## Task objective
Report each line of the data that includes the word "marks".

━━ Material provided ━━

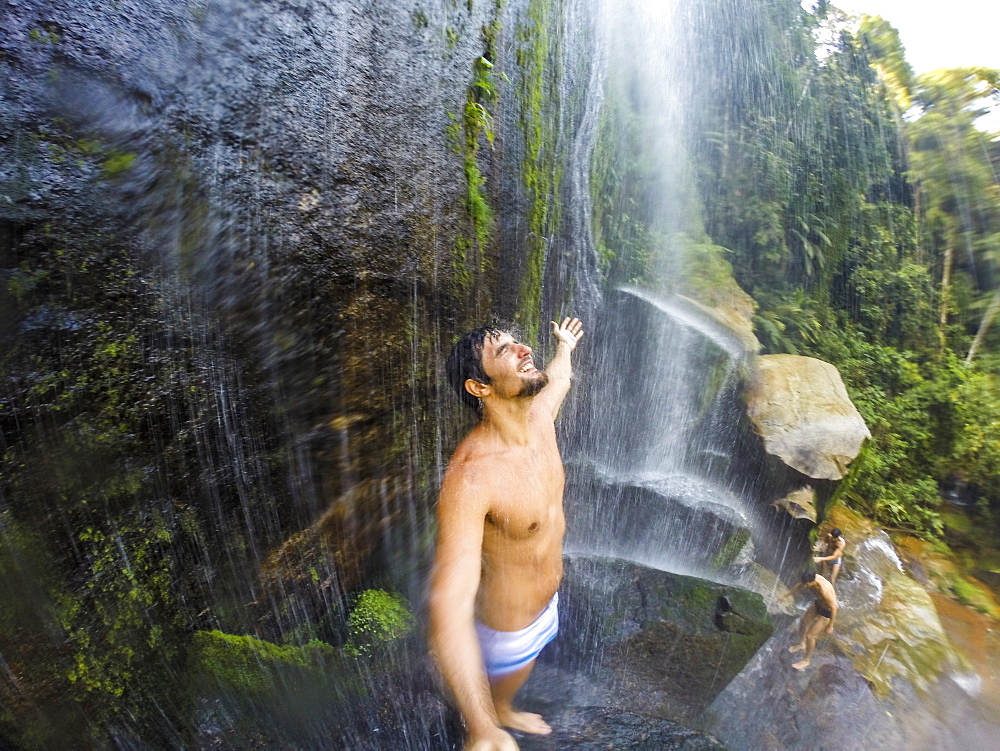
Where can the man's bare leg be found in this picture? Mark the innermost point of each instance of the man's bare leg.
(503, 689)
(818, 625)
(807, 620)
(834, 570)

━━━
━━ Material provided ━━

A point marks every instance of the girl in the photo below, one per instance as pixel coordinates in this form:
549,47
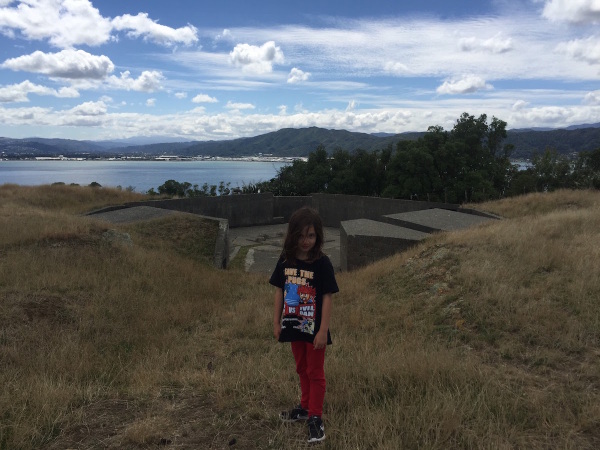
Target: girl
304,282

━━━
━━ Material provided ━━

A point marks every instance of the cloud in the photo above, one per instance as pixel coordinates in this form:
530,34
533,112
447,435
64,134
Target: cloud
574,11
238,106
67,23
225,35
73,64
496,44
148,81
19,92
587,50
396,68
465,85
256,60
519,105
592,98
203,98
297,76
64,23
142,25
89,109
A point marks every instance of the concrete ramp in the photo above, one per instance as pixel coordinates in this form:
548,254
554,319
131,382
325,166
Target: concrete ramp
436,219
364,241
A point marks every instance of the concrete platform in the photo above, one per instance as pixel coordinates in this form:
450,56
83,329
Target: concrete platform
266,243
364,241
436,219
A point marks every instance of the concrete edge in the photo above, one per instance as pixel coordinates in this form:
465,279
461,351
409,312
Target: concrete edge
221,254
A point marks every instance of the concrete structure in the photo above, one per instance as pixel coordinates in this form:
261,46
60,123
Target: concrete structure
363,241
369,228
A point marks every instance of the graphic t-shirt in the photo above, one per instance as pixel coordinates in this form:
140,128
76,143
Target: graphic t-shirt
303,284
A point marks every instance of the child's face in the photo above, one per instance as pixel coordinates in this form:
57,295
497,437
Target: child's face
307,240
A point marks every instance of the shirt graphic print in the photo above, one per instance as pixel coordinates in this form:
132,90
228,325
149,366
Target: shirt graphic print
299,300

━━━

## Response to the task
A point marks every instance of the girl in the photo below, one per instance as pixel coordinates in this form:
A point marks every instance of the cloud in the photo above, one per instance as pixel coordinates in this form:
A point marks every instance of the concrete ramp in the photo above, one per instance as pixel coordinates in this form:
A point marks every instance of the concrete platform in the photo above, one per instance as pixel coordinates in this form:
A point marks every instance of the concrete edge in the photo above, one per instance as pixel coordinates in this form:
A point marks every instance of the concrete structure in the photo above, one per instance as pixel coordinates in this form:
A point marks every instance of the graphic t-shirt in the photo above, one per instance as pixel coordinates in this form:
A point marks every instance of the child's face in the photo above, one per instance as pixel coordinates in this form:
A point marks every instance of the shirt graphic print in the photo above, one per instance as pixel coordinates in this form:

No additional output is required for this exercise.